- **Texto proporcionado**:
+ + +

Hemos vivido y aún vivimos en un país de las buenas intenciones. “El fulanito tenía buenas intenciones”, se dice. “El camino al infierno está lleno de buenas intenciones”, anota el dicho popular. De veras que de las buenas intenciones a los hechos dista mucho trecho. Éste que, como siempre, es inalcanzable y se pierde en la nebulosa. En resumen, se esfuma toda esperanza.
La política boliviana, posiblemente desde la fundación de la República, en 1825, siempre estuvo cargada de buenas intenciones. Sus protagonistas, mientras debatían diferencias político – ideológicas, en el llano, reiteraban esa tendencia, en discursos, documentos, en campañas electorales u otros actos. Pocas propuestas ajustadas a la realidad y muchas se limitaban a las buenas intenciones.
Pero ese “maravilloso instrumento del Poder”, a decir de un conocido estadista nacional, a los tontos enloquecía. Cambiaba de mentalidad y actitudes. Ello ha ocurrido en todos los tiempos y el hecho está registrado en la historia.
Cambiaba las buenas intenciones, por aquéllas que infundían temor. La tolerancia por la intolerancia. El espíritu democrático, por otro de índole autoritario. La conducta rectilínea, por actos reñidos con la moral política. La honestidad en el decir, por el doble discurso. En este contexto ha surgido, inclusive, el afán de perpetuarse en el sillón presidencial. Practicando, por qué no decirlo, el prorroguismo o la afrenta al sistema democrático.
De buenas intenciones no vive el pueblo, sino de hechos, logros y conquistas que favorezcan el bien común. De empleo, educación, salud y techo propio. Ahora de la vacuna, para sobrevivir a la pandemia, en un mundo que llora a sus muertos. Tampoco se siente realizado con aquéllas, un gobierno sea de derecha o izquierda. Esas buenas intenciones tendrían que ser concretizadas y no seguir persistiendo en meras palabras. Ejecutadas en proyectos bien planificados y no hechos a la ligera. Nadie, ni el pobre ni el rico, vive de buenas intenciones, sino de gestiones efectivas, que reflejen el avance del país, de cara al futuro.

+ + +

- **Consignas del ejercicio**:
1. Reproduce el fragmento del texto sobre las buenas intenciones que empieza con las palabras que contienen "Hemos vivido y" y termina con "esfuma toda esperanza.", cambiando "dicho popular" por "refrán".
2. Según el texto sobre las buenas intenciones, ¿en qué año se fundó la República?
Los registros no tienen ninguna relación con el texto sobre las buenas intenciones.

+ + +

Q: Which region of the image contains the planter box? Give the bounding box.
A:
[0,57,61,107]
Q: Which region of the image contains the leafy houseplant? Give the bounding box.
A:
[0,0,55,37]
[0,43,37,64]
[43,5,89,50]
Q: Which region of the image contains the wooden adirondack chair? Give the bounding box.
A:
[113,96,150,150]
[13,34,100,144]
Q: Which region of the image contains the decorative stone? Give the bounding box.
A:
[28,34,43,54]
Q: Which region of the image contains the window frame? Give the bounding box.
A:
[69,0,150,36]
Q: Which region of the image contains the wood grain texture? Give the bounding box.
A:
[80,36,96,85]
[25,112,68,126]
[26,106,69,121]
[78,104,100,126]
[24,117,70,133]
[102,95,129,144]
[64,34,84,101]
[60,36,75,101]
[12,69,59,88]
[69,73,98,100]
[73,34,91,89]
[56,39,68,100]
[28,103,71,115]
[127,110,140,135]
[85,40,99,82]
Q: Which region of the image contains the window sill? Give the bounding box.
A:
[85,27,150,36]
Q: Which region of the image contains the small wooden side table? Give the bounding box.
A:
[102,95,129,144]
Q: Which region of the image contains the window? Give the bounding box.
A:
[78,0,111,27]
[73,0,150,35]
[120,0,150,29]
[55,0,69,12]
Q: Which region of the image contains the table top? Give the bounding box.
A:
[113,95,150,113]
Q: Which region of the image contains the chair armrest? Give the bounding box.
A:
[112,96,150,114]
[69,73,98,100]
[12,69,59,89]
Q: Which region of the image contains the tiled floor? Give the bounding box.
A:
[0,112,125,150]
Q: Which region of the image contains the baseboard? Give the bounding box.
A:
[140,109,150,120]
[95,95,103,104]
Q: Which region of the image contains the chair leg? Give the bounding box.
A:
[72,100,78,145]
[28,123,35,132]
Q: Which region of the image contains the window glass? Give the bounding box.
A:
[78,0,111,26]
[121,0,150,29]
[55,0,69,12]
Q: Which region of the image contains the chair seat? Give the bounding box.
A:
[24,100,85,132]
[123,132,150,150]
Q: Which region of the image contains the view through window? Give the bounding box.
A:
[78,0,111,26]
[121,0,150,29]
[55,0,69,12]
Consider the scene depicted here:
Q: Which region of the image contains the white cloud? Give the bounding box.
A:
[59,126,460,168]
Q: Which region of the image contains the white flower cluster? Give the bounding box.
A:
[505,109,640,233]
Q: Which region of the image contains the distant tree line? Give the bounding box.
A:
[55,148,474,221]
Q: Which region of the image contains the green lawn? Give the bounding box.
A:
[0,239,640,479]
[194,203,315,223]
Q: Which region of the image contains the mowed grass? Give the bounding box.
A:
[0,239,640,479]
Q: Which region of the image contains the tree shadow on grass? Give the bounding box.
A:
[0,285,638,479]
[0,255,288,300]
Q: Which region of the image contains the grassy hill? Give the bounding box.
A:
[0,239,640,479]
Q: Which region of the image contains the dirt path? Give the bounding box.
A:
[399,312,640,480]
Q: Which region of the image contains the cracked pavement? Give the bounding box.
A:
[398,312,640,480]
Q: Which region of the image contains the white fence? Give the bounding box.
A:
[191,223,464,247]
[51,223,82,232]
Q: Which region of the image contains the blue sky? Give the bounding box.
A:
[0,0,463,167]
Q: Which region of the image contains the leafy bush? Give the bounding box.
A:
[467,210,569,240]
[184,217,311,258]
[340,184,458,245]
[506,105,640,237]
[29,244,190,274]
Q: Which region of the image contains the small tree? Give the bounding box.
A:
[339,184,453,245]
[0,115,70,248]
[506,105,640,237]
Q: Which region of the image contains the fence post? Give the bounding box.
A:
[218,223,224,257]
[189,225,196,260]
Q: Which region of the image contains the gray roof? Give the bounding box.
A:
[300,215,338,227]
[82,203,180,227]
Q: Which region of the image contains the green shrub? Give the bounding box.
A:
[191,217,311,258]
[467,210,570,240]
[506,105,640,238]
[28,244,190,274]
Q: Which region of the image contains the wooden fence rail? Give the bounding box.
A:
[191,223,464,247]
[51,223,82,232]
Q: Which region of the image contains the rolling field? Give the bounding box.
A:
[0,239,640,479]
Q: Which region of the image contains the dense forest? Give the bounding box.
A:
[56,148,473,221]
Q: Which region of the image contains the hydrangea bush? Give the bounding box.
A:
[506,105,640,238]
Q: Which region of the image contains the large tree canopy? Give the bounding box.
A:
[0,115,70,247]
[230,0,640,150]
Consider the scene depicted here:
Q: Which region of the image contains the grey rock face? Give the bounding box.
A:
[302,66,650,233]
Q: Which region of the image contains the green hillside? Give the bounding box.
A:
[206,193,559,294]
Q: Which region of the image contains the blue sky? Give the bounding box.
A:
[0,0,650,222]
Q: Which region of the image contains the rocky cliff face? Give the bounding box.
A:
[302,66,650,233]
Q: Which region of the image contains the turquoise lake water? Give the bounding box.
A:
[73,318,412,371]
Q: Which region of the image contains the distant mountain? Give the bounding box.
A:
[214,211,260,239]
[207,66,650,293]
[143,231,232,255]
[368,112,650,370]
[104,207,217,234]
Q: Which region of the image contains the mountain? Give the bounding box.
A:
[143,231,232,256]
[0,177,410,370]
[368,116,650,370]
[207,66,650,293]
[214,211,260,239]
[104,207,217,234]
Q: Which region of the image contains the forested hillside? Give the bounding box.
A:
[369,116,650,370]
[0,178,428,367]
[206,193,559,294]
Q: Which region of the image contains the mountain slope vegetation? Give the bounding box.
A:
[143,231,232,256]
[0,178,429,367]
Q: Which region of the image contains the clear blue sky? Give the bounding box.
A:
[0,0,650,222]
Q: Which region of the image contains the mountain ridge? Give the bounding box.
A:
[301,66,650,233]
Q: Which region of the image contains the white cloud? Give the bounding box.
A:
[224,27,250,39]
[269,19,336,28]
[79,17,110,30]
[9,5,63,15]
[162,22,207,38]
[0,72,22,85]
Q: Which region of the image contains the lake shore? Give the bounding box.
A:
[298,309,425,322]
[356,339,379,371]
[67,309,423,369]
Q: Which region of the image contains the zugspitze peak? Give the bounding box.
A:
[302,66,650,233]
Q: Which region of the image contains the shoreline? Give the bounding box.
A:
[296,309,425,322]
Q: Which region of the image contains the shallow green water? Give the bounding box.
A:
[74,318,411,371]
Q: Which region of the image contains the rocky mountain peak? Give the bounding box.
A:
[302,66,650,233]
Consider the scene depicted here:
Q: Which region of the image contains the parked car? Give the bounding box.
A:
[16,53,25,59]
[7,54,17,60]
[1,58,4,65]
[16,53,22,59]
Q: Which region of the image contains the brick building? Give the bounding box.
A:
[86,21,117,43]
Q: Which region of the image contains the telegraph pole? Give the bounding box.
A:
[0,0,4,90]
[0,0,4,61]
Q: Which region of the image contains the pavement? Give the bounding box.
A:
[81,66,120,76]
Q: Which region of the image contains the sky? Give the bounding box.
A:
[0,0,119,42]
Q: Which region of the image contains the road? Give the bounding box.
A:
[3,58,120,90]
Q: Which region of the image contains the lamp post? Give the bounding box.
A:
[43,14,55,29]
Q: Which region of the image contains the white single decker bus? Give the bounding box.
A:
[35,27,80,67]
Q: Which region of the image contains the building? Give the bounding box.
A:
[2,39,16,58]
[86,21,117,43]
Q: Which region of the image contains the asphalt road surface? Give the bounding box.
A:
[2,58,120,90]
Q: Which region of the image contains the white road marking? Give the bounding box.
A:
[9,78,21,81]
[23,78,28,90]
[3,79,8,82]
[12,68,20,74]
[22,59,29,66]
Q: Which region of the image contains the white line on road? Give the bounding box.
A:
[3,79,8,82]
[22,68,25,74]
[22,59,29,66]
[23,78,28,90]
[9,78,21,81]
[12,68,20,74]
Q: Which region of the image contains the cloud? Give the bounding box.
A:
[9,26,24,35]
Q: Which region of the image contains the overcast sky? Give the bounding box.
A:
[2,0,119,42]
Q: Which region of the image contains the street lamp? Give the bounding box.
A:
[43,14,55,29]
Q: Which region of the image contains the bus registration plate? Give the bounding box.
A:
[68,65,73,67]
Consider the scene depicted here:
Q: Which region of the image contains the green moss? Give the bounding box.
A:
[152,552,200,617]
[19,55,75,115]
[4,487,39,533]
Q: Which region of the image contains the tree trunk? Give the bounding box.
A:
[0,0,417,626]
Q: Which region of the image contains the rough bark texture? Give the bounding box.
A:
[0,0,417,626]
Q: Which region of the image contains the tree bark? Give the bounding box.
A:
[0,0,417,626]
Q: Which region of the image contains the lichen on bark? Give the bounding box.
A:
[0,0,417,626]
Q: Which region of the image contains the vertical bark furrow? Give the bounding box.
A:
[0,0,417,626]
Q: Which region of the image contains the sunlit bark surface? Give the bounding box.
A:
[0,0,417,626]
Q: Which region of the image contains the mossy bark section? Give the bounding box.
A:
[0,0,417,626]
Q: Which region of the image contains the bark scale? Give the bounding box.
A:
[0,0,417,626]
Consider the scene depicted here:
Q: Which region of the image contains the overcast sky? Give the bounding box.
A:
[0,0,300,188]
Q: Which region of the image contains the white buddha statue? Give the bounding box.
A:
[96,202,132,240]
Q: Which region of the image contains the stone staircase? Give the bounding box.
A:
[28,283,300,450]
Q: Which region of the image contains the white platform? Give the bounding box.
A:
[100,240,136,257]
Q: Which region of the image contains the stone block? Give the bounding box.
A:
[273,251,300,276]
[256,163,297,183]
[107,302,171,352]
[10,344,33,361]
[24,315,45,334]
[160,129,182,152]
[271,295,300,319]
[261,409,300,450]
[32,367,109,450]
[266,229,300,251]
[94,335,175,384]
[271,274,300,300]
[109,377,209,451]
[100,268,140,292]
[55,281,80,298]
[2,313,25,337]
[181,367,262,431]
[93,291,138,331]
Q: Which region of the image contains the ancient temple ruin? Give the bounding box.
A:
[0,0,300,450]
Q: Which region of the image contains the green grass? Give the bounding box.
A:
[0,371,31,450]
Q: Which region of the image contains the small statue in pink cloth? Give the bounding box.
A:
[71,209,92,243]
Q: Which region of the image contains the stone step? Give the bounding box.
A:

+ + +

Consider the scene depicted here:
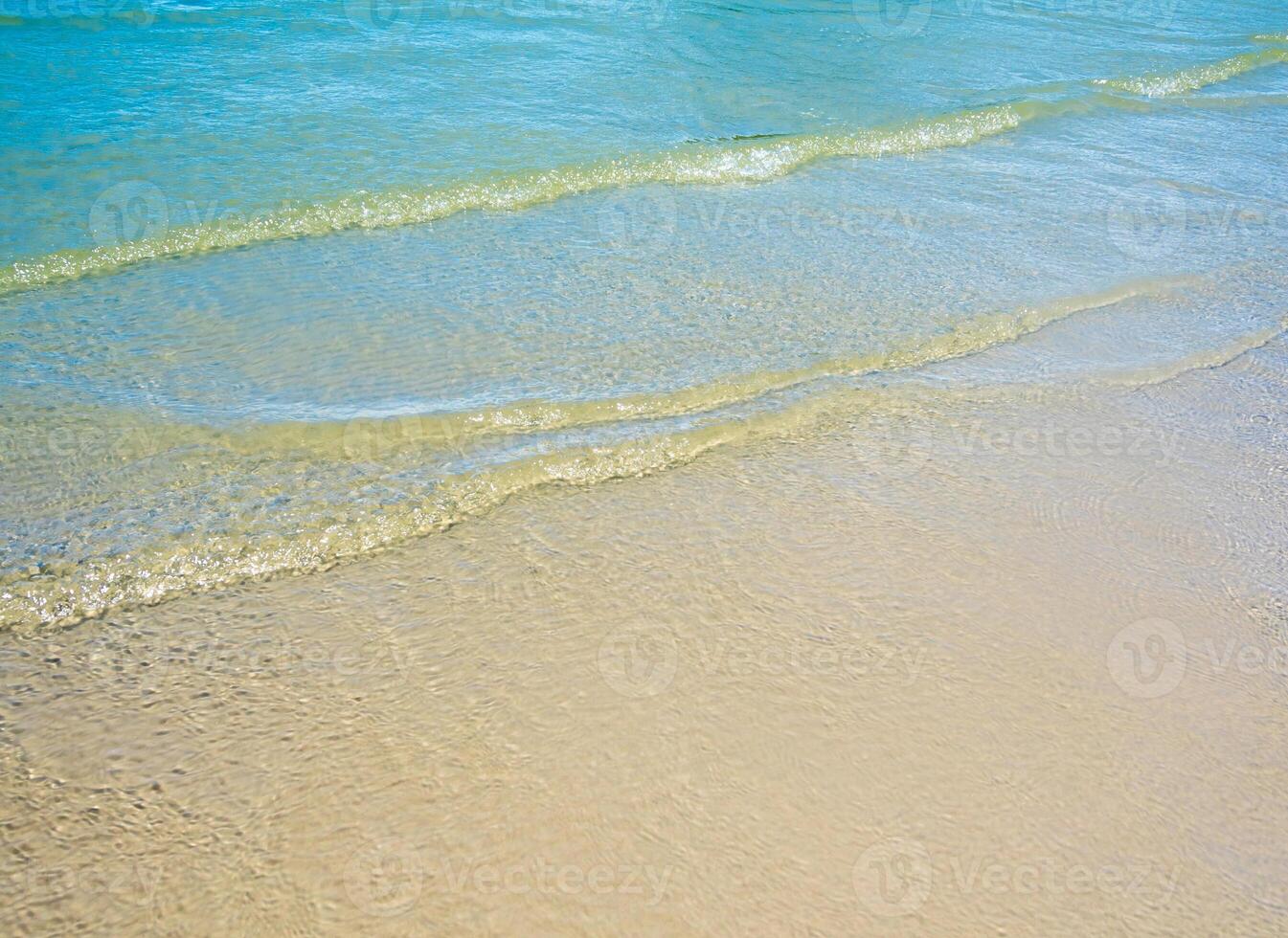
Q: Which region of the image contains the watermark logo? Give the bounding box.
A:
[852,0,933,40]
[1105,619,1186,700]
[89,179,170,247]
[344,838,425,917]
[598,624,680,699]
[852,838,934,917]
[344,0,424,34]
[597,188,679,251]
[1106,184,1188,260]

+ + +

- **Respuestas del ejercicio**:
1.
Hemos vivido y aún vivimos en un país de las buenas intenciones. “El fulanito tenía buenas intenciones”, se dice. “El camino al infierno está lleno de buenas intenciones”, anota el refrán. De veras que de las buenas intenciones a los hechos dista mucho trecho. Éste que, como siempre, es inalcanzable y se pierde en la nebulosa. En resumen, se esfuma toda esperanza.

2. En 1825.